----- EXTRACTED TEXT
China’s stock market plunge to five-year lows showed how statistical quant trading models can lead to market herding and stampedes. Retail investors, who account for more than 70% of trading, railed at programme traders and “flash boys” who flip shares in nanoseconds for quick profits.
Funds are now girding for the reshaping of a sector that has thrived by exploiting China’s market inefficiencies and volatility, as regulators prepare to publish further curbs, according to people familiar with regulators’ thinking.
Regulators are walking a tightrope between efficiency and fairness, as China’s increasingly deregulated market has already lured global quant giants including Man Group, Two Sigma and Winton.
Wu Qing, the new head of the China Securities Regulatory Commission (CSRC), has zeroed in on quant funds, an industry that had doubled in three years despite punishing losses in the broader market.
----------
----- INFORMATION GIVEN
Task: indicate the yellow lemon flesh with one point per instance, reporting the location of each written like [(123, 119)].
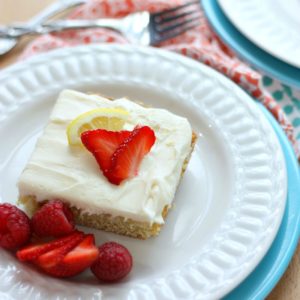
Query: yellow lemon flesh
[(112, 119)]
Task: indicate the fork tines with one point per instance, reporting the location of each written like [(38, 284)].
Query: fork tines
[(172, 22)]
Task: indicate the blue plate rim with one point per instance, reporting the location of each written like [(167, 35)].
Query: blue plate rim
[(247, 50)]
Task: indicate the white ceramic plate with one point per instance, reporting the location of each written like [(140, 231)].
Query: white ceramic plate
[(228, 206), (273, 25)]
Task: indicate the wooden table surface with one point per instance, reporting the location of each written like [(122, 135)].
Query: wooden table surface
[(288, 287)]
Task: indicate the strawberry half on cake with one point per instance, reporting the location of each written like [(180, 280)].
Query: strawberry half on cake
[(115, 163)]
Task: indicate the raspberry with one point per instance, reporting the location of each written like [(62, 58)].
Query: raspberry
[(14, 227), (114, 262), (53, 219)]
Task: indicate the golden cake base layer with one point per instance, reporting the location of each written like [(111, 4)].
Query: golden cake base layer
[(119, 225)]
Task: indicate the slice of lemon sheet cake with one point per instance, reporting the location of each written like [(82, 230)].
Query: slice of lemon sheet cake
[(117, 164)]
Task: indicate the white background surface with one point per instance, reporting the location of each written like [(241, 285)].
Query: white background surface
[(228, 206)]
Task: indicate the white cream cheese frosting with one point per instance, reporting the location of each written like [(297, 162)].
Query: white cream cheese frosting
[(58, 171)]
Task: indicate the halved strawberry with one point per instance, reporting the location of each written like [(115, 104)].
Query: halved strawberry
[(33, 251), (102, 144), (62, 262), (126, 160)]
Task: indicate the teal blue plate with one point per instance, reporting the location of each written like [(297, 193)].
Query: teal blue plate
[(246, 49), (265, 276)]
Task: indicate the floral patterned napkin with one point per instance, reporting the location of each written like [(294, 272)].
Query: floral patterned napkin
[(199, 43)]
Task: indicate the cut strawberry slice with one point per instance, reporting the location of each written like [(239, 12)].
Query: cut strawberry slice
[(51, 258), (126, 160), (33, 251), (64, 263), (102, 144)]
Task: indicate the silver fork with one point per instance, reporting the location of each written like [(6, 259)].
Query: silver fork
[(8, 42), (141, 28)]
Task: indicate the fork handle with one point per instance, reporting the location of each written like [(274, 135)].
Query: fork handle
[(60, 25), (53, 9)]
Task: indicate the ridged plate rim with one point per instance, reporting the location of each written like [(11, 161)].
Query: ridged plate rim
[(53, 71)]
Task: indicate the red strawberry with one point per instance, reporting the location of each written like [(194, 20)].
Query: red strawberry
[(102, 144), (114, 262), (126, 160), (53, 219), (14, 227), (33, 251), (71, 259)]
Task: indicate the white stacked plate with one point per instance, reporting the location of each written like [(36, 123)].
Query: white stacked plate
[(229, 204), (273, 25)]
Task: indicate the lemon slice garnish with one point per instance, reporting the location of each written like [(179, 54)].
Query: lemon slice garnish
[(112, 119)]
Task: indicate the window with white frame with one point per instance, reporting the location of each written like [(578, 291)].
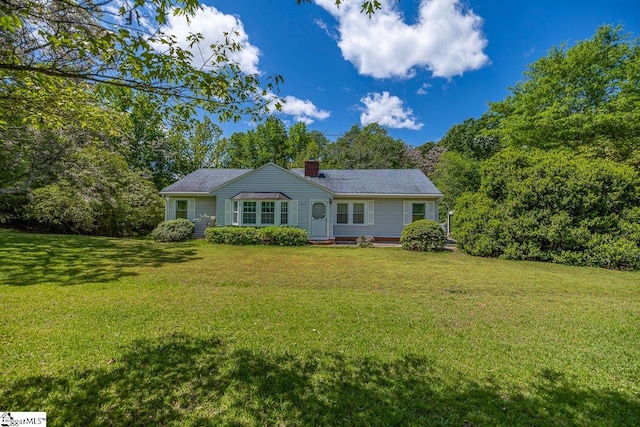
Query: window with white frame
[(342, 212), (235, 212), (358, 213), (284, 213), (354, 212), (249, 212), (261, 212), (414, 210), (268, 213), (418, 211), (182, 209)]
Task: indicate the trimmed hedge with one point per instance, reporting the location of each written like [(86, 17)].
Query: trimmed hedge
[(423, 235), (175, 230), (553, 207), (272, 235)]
----------
» THINGS TO DO
A – According to the passage on China's quant funds, what share of trading do retail investors account for?
B – Name every global quant firm that the passage on China's quant funds says China's market has lured.
C – Pick up the passage on China's quant funds after its last sentence and carry it on.
The records have no role here.

» PER-TASK ANSWERS
A – More than 70%.

B – Man Group, Two Sigma, Winton

C –
“We must pay high attention to fairness… especially in a market dominated by small investors,” Wu told a press conference on March 6, vowing to enhance regulation of quantitative investment.
In his first month at the helm, the CSRC has restricted short-selling, suspended Lingjun accounts for disrupting market order and punished another quant fund for high-frequency trading.
“Frequency, leverage, short-selling – these three words have become sort of taboo” in public discussions for hedge funds, said Alfred Zhu, marketing director of Cedar Capital, a Shanghai-based quant fund manager.